* _O que fazer_:
[1] Responda com base no texto sobre o autodesprezo:
(a) Qual é a profissão de Cassiano Russo?
(b) Com quem o autor diz se ver, logo após mencionar a baixa autoestima?
(c) Qual é a nacionalidade de Pedro Juan Gutiérrez?
[2] Liste todas as pessoas mencionadas pelo nome no texto sobre o autodesprezo.
[3] Prossiga com o texto sobre o autodesprezo a partir da última frase apresentada.

* _Trecho da página_:
- - - - -

Por Cassiano Russo, professor de filosofia
Tenho tanto desprezo por mim mesmo, que o veneno alheio dificilmente me fere. Sim, cultivo há anos o autodesprezo. É uma prática quase terapêutica para a minha baixa autoestima. Vejo-me como Diógenes, o cão. Embora eu creia ser mais o cão do que o filósofo cínico. Acho que meu cinismo talvez seja uma gestualística que pratico frequentemente na minha lida com as pessoas, no meu cotidiano de vira-latas dos trópicos. Sou um reles animal tropical – e disso tenho plena convicção. Um latino sem eira nem beira. Essa é a minha moral: moral de cachorro, com meus latidos expressos em textos despretensiosos. Animal tropical. Cachorro de rua. Um vira-latas caipira, para complementar quem eu sou. Porque não tenho o delírio dos meus conterrâneos, com seus narizes empinados, metidos a europeus, ou americanos, como se negassem suas raízes de Brasil.
Para ser sincero, não me vejo muito distante de Pedro Juan Gutiérrez, em sua Trilogia Suja de Havana. Daí a minha preferência por ser um animal tropical, título, aliás, de um dos livros do escritor cubano.

- - - - -

* _Registros fornecidos_:
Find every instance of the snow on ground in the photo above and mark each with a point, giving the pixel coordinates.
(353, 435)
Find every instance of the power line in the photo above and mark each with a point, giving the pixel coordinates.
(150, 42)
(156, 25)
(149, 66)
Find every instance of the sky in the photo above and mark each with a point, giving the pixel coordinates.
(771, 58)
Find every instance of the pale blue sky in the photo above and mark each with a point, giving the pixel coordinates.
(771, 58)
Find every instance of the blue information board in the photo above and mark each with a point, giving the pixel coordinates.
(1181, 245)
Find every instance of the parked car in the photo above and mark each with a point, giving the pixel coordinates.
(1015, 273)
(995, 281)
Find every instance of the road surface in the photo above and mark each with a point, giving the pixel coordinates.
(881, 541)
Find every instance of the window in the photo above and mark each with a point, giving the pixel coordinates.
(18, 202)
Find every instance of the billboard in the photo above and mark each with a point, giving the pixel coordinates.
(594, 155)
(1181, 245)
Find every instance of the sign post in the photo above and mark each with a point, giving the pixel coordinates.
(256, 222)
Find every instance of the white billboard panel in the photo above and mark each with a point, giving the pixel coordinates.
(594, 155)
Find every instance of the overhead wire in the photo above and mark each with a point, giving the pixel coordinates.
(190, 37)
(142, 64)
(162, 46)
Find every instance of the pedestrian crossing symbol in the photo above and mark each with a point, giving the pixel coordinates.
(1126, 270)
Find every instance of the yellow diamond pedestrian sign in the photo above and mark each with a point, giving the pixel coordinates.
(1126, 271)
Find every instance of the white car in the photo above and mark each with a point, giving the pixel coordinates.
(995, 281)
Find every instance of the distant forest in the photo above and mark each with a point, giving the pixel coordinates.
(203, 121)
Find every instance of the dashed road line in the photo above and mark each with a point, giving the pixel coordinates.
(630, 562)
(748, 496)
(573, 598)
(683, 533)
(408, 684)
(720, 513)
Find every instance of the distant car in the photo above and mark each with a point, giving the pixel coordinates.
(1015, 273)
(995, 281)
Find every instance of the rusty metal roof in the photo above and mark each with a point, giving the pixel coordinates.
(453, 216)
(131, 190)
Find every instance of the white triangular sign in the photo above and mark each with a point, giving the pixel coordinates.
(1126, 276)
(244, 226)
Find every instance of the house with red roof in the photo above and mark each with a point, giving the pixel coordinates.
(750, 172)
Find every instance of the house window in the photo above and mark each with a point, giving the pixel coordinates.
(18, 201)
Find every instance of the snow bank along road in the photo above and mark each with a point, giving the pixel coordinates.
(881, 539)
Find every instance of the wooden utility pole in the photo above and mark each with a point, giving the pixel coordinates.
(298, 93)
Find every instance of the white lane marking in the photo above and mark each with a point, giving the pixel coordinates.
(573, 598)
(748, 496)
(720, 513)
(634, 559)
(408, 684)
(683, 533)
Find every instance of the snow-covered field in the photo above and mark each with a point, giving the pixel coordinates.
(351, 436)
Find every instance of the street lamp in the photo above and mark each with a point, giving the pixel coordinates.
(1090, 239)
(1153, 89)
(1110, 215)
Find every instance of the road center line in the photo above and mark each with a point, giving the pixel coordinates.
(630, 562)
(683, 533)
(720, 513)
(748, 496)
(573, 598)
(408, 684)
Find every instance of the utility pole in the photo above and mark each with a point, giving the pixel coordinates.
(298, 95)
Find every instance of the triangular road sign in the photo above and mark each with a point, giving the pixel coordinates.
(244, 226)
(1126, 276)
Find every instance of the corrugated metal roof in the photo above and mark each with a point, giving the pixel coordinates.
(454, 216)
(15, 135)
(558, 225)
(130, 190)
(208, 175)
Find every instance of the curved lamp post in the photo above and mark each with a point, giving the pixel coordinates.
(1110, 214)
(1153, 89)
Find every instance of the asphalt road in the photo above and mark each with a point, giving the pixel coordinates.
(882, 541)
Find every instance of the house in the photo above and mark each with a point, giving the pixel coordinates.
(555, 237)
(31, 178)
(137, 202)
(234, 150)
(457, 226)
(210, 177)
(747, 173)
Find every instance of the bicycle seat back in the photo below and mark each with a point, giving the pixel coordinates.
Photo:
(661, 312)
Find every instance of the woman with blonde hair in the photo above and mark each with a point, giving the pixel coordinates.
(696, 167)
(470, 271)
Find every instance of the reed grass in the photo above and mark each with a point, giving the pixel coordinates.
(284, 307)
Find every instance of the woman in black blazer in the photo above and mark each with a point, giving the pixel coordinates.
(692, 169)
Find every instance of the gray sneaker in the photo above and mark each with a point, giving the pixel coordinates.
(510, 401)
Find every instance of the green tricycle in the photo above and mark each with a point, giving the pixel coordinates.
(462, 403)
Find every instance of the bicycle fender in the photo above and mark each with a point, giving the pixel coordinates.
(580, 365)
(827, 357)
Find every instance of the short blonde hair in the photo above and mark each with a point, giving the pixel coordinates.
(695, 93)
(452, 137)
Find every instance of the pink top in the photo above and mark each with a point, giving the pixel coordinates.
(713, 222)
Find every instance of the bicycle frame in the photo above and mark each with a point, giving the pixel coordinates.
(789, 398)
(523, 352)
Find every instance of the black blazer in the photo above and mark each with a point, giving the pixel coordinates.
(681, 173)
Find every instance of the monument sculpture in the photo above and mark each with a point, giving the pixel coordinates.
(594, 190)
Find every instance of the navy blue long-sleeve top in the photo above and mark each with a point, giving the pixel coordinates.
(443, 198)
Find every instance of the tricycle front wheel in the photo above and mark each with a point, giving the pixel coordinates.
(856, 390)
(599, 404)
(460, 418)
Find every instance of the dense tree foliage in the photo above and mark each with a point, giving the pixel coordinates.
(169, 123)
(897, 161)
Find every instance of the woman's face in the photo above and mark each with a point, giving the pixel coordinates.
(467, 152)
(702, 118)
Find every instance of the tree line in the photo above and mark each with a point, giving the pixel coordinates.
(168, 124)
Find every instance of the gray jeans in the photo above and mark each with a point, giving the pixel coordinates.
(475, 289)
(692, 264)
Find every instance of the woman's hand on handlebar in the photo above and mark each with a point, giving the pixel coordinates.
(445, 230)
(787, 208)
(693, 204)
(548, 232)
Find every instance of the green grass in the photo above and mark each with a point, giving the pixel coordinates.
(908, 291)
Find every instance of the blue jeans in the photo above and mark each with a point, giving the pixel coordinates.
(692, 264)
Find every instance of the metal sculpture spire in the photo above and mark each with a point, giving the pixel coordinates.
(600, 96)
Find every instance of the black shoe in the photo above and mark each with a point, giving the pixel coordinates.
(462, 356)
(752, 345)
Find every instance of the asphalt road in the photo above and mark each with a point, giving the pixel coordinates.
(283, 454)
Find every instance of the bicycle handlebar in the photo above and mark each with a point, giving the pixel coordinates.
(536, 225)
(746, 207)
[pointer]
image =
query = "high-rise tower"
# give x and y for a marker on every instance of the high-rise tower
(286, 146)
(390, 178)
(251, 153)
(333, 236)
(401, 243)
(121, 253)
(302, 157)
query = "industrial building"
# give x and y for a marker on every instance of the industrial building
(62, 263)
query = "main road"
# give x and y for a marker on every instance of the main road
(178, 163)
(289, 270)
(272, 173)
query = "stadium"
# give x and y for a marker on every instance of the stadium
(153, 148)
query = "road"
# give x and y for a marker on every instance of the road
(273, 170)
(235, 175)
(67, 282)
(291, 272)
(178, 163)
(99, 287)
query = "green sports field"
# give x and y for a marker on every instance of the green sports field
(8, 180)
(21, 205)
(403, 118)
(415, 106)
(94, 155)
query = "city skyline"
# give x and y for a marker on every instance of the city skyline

- - - - -

* _Resultados do exercício_:
[1]
(a) Professor de filosofia.
(b) Com Diógenes, o cão.
(c) Cubana.

[2]
Cassiano Russo
Diógenes
Pedro Juan Gutiérrez

[3]
Assim, reforço que há um elemento a mais nessa minha latinidade tropical: meu jeitinho canino de ser. E, com esse meu jeitinho, a maior das desgraças do universo encontra um lugar em meu coração vagabundo. Afinal, sou animal sem pedigree, dono ou raça.
Mas não se enganem quanto ao que digo. O meu autodesprezo não é coisa ruim, pois ele me torna mais forte diante de situações adversas. Por isso digo que ser animal tropical é uma profissão de alto risco, pois não sei o que pode me acontecer. E, no final das contas, não importa o que me aconteça, porque tenho a minha latinidade de animal desgarrado.
E, à parte os animais ferozes, sou manso e receptivo, como todo bom vira-latas.
Esse é meu jeito de ser. E não sei se vocês concordam comigo.